(Records from a dataset)

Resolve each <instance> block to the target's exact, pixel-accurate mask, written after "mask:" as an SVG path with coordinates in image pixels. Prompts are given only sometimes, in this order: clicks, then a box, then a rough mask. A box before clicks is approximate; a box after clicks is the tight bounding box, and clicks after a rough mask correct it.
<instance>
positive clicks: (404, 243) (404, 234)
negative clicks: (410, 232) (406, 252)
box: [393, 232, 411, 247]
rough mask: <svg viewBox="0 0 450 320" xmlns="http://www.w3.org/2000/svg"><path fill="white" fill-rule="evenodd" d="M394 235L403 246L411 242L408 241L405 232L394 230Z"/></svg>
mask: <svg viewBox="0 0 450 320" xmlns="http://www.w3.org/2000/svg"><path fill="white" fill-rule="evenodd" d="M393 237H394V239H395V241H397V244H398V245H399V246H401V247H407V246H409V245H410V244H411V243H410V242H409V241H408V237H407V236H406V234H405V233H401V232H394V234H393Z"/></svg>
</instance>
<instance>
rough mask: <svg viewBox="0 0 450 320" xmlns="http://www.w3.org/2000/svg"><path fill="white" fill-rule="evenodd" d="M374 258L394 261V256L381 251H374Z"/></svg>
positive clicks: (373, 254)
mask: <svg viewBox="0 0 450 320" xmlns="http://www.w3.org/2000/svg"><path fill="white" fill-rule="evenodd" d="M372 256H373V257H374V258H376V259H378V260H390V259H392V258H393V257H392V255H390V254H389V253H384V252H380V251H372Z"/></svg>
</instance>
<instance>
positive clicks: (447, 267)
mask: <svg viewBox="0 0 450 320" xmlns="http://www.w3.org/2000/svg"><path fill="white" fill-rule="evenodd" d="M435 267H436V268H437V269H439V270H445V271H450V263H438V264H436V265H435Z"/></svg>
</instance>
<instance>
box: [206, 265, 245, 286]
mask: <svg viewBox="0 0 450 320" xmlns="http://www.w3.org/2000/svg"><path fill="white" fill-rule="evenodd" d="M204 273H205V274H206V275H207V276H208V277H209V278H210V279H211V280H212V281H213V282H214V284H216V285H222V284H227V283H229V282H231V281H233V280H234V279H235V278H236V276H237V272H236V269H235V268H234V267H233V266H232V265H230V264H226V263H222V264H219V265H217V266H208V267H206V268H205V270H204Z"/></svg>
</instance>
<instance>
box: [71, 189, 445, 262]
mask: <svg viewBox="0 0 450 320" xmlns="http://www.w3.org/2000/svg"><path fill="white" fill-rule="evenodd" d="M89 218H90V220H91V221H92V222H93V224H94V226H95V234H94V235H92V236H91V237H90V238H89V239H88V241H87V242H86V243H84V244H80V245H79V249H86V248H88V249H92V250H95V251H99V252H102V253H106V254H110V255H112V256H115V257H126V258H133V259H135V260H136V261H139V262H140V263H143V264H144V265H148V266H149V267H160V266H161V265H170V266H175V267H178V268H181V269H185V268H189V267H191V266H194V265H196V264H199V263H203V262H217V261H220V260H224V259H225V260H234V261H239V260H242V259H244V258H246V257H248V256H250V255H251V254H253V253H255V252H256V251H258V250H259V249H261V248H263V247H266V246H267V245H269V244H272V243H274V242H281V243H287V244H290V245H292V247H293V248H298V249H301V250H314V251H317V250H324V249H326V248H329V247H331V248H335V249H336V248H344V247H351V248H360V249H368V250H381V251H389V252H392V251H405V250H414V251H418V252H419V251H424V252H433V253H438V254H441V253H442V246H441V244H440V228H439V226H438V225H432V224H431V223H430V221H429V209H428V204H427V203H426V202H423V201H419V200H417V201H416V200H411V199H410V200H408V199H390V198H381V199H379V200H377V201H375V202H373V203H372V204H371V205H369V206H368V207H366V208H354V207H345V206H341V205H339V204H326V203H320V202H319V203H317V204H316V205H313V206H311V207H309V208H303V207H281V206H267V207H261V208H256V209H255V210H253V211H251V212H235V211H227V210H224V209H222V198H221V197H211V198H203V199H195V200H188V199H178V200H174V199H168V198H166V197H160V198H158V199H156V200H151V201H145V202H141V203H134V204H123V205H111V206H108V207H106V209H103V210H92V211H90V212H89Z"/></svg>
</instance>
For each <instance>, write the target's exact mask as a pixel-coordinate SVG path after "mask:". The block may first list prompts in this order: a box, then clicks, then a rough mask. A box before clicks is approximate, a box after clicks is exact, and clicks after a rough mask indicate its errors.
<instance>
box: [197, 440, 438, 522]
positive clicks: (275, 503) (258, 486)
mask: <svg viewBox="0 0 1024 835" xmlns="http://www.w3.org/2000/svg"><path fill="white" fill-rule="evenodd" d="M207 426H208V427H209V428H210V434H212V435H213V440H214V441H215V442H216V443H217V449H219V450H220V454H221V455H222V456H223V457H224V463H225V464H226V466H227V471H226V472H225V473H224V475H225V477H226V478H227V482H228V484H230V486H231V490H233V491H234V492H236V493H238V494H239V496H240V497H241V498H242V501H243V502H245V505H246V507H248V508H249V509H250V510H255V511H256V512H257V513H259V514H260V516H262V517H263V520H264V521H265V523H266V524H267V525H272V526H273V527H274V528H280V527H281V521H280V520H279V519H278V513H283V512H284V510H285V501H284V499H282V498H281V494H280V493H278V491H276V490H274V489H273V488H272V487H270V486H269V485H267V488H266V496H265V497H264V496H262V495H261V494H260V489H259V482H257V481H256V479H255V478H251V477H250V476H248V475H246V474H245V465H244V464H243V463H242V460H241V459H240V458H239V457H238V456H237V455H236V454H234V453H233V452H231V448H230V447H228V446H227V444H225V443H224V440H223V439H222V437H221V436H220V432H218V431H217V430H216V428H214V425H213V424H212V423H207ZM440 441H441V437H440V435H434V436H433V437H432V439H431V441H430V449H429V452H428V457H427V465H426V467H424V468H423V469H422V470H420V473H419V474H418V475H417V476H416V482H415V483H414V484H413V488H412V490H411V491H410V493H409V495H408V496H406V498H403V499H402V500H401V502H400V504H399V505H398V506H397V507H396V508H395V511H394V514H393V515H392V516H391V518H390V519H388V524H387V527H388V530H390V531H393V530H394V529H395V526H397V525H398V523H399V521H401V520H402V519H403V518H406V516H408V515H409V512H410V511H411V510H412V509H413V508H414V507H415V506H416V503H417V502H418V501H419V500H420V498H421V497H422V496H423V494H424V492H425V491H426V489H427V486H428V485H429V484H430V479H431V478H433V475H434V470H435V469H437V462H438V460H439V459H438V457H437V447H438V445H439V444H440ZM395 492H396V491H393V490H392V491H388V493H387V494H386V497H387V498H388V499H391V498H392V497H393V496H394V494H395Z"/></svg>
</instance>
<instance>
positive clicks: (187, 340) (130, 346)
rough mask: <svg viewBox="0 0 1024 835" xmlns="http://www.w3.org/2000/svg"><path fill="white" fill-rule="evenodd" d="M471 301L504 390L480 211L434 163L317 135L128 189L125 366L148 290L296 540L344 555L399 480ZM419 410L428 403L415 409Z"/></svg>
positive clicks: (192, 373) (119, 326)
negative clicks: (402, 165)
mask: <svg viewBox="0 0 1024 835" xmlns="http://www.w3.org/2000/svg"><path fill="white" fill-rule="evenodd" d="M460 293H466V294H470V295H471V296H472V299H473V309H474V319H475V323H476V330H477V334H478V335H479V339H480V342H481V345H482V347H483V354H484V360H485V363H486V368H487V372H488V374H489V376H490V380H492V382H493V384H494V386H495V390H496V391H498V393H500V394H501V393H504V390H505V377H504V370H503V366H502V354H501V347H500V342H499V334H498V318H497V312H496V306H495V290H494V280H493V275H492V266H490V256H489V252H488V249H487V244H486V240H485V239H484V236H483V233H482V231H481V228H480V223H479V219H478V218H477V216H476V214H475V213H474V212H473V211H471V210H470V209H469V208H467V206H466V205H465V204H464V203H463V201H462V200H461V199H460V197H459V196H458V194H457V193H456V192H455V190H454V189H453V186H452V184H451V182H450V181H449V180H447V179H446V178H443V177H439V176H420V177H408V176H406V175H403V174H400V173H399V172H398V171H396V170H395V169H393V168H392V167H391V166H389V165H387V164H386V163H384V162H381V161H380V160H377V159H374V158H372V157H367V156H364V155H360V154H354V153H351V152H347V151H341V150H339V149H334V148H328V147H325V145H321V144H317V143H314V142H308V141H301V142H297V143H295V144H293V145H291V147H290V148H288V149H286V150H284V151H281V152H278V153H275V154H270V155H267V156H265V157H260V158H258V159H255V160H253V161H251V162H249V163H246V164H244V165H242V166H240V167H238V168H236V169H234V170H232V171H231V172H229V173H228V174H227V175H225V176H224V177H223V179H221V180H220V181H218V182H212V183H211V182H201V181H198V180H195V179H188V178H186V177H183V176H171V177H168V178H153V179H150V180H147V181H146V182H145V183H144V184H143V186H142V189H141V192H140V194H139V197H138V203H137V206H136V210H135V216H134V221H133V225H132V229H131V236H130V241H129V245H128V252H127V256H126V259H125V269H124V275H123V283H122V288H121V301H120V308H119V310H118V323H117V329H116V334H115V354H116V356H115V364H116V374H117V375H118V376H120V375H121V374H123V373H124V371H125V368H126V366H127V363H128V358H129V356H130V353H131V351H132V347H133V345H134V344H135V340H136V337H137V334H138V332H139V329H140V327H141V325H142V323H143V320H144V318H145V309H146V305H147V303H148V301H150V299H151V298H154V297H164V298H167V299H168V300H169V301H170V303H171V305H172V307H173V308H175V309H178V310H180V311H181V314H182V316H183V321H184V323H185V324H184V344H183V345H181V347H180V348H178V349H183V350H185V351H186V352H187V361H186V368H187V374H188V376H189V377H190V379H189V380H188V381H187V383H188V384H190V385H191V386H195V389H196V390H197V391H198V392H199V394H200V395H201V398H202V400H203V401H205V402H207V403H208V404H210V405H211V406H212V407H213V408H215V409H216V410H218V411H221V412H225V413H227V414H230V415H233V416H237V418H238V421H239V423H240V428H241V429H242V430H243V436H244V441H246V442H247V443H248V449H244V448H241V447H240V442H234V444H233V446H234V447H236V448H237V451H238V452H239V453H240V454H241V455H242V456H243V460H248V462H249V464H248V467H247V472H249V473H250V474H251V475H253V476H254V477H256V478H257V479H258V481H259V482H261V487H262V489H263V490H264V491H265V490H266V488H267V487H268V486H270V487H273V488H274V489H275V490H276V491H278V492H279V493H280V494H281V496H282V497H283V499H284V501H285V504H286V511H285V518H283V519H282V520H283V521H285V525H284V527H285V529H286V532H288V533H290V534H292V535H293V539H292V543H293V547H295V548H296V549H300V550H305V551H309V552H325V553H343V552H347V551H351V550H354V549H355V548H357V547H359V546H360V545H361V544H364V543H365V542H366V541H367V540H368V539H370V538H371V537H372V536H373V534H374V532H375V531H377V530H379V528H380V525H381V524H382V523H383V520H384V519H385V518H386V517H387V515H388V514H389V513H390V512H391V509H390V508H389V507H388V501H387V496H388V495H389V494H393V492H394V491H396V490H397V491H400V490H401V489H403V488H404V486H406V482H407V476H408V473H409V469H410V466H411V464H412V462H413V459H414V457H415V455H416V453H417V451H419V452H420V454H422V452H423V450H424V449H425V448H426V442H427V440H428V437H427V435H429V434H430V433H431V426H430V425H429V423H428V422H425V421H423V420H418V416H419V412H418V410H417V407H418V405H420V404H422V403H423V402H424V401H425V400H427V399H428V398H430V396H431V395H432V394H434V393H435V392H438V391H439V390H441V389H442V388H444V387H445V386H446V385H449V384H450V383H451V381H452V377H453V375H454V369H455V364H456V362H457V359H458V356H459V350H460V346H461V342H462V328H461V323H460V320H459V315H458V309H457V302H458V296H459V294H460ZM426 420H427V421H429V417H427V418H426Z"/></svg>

**EXERCISE GOAL:** The lines you return should be those above that contain the word "then", every one of them.

**TASK ANSWER:**
Resolve each <instance> block to the target's exact, pixel-accurate mask, written after "mask:" as an SVG path with coordinates in image pixels. Prompts are given only sometimes, in this order: clicks, then a box, then a rough mask. A box before clicks is approximate; a box after clicks is the tight bounding box, and clicks after a rough mask correct it.
For each <instance>, write the target's exact mask as a pixel-coordinate SVG path after "mask:". The block may first list prompts in this order: a box, then clicks, then a rough mask. A box before clicks is approximate, a box after clicks is exact, and clicks after a rough mask indicate its errors.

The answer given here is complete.